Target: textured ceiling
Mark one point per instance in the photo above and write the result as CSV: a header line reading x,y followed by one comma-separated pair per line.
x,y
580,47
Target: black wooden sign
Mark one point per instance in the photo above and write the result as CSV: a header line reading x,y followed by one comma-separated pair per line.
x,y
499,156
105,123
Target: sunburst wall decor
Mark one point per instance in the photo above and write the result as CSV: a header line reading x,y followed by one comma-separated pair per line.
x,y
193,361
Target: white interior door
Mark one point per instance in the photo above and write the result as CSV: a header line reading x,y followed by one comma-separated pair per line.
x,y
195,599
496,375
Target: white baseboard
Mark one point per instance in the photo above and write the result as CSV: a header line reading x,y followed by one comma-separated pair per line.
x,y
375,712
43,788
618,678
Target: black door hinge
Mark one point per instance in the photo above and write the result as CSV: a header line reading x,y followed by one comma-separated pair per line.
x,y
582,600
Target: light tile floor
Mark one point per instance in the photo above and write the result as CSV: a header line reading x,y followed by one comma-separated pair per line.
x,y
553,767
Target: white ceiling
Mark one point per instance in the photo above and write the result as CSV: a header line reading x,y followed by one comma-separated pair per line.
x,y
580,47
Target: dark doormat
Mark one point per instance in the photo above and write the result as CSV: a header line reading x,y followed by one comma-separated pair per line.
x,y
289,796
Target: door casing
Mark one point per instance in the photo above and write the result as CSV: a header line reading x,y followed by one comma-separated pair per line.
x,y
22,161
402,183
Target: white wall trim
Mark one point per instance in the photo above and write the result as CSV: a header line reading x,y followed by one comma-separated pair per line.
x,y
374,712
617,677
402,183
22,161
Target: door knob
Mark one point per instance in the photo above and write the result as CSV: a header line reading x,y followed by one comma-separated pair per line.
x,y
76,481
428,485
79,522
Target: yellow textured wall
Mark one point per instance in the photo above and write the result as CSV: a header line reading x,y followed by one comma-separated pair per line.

▬▬▬▬▬▬

> The task:
Please rewrite all the material above, renaming each "Target" to "Label" and leaving everything else untouched.

> Exercise answer:
Label: textured ceiling
Mark one point per instance in the photo above and write the result as CSV: a header line reading x,y followed by one comma-separated pair per line.
x,y
580,47
Label: black wooden sign
Mark one point per instance in the photo above and write the result as CSV: a header line reading x,y followed by one comma-separated pair per line.
x,y
499,156
105,123
Label: sunburst wall decor
Mark one point per instance in the photo above and write the result as CSV: a header line reading x,y followed by one comma-separated pair per line.
x,y
193,361
Label: white interior door
Mark one point per instance in the photo above and write the result as CSV: a header line reading x,y followed by one comma-separated pair per line.
x,y
195,599
496,375
Label: white baseboard
Mark one point per instance in the photo above and write the result as CSV: a header line reading x,y followed by one comma-separated pair per line.
x,y
375,712
43,788
618,678
Label: black door hinge
Mark one point per instance in the photo above and write the result as CSV: a header line reading x,y followed by one comma-separated pair per line.
x,y
582,600
Label: light tile floor
Mark one point per instance in the photo above and write the result as CSV: a header line reading x,y followed by one comma-separated pair per line.
x,y
553,767
Label: white ceiling
Mark one point per instance in the photo above and write the result as CSV: a header line reading x,y followed by one comma-separated pair per line.
x,y
580,47
Label: dark doormat
Mark one point per instance in the photo above and write the result as CSV: a header line reading x,y followed by one comma-separated pair per line.
x,y
289,796
Label: door casing
Mark one point per instance in the photo above and write the result as CSV: a header line reading x,y followed by one comma-separated pair per line.
x,y
22,161
402,183
Label: white wall trim
Mark one point per instance in the photo above and write the result as CSV: a header line reading x,y followed by one comma-separated pair per line.
x,y
374,712
617,677
402,183
22,161
Label: door knob
Mark one point per instance in the photo above and write the result as CSV: a header line reading x,y followed by one comma-separated pair per line.
x,y
76,481
428,485
79,522
Label: yellow textured wall
Mark one point per instance in the photo above and write the result as CSV: a header line reading x,y followed by one comma-separated pair per line.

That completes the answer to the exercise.